DOCUMENT EXCERPT
>> begin
Aussies make the most of a short break

Aussies make the most of a short break

School holidays and the Easter long weekend drive another month of stable spending growth according to CBA’s April Business Sales Indicator.

The latest Commonwealth Bank Business Sales Indicator (BSI) has found Aussies have taken advantage of the proximity of the Easter long weekend and the ANZAC Day holiday to take a break or go out and spend time with friends and family.

CBA’s BSI, a measure of economy-wide spending, rose by 0.5 per cent in trend terms in April, underpinned by spending on Amusement & Entertainment (up 1.0 per cent) and Hotels & Motels (up 0.9 per cent).

The solid growth in spending in April continued the strong above-average growth in spending in 2019, after gains of 0.6 per cent in both February and March and a 0.5 per cent increase in sales recorded in January.

“The timing of Easter and ANZAC Day prompted many Aussies to take a longer holiday break this year, and it’s helped drive continued growth in spending across the country – clearly a source of good news for the economy,” said Craig James, CommSec Chief Economist.
>> end
Position annotation entries:
>> begin
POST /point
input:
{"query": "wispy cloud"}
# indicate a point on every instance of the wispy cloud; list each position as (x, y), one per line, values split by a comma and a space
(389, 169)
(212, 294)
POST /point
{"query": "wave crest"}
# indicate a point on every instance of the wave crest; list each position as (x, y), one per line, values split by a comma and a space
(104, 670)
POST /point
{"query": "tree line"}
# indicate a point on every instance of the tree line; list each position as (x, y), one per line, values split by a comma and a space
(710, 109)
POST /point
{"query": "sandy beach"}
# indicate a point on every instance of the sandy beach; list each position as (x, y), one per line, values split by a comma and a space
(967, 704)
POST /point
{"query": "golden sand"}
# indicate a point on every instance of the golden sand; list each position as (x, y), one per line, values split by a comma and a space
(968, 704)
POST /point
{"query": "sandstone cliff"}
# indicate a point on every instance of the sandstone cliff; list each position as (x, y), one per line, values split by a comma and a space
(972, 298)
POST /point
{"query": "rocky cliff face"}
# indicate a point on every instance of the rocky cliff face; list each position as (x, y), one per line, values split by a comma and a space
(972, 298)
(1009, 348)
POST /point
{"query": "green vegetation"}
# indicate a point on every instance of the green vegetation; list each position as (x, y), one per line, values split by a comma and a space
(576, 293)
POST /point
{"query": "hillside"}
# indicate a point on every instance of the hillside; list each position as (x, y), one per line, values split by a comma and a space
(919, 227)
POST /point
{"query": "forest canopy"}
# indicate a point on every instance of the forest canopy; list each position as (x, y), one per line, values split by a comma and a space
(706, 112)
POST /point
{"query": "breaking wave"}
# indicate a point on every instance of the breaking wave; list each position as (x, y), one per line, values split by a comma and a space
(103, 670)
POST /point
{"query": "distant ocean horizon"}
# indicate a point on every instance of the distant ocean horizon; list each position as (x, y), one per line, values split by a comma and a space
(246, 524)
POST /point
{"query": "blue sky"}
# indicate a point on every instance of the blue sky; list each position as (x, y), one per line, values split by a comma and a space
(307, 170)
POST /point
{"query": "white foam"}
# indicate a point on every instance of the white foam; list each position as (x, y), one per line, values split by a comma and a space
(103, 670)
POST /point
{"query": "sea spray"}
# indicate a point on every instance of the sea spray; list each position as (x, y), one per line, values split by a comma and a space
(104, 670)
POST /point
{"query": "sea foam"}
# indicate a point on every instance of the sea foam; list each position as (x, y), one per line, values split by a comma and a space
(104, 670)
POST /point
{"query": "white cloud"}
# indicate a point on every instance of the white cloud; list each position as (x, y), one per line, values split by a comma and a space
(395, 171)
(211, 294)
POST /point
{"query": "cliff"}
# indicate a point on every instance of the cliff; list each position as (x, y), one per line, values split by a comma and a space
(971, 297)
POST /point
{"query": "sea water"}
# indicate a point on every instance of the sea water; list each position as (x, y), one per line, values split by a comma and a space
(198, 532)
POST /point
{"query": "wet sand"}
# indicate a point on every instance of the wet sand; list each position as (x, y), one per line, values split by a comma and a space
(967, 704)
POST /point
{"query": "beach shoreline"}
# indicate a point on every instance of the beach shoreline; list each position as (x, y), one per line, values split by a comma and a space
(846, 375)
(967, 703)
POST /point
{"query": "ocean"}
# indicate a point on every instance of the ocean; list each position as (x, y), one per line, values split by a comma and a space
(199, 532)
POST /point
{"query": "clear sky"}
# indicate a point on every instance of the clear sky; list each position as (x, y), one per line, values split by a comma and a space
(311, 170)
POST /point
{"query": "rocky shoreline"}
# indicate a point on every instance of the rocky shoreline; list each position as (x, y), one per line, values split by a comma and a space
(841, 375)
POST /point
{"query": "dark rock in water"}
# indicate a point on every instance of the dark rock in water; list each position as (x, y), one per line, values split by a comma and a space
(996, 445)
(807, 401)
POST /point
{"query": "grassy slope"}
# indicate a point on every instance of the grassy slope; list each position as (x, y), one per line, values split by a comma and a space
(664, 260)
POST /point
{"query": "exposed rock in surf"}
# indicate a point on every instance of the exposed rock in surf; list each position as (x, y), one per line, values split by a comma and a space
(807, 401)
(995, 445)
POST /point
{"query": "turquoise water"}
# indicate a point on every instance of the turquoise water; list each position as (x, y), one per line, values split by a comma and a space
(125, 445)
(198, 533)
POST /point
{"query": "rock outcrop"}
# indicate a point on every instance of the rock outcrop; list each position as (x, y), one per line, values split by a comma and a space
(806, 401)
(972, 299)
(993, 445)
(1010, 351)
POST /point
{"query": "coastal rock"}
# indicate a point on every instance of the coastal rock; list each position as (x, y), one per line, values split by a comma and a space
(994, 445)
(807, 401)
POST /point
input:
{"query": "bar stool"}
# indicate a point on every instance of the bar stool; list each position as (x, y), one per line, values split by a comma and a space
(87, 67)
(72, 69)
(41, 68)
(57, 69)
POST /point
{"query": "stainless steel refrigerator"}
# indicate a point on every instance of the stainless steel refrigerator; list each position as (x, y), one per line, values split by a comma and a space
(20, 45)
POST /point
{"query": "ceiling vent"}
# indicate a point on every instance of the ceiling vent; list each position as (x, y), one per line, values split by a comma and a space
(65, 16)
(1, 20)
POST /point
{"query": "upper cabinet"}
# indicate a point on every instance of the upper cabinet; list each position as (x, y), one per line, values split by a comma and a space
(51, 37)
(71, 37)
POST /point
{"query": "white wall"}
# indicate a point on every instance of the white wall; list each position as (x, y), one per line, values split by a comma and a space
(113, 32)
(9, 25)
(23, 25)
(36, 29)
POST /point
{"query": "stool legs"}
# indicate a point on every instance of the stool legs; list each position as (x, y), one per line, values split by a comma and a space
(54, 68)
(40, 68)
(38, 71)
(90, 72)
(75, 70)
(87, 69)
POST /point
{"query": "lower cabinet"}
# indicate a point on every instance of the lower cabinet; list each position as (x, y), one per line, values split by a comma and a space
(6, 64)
>> end
WHAT TO DO
1. According to the spending report, by how much did CBA's Business Sales Indicator rise in trend terms in April?
2. Show every line of the entries that contains the word "distant".

THE SOLUTIONS
1. 0.5 per cent

2.
{"query": "distant ocean horizon"}
# indicate a point on every instance of the distant ocean horizon; list each position as (x, y), one per line, values split by a comma and a space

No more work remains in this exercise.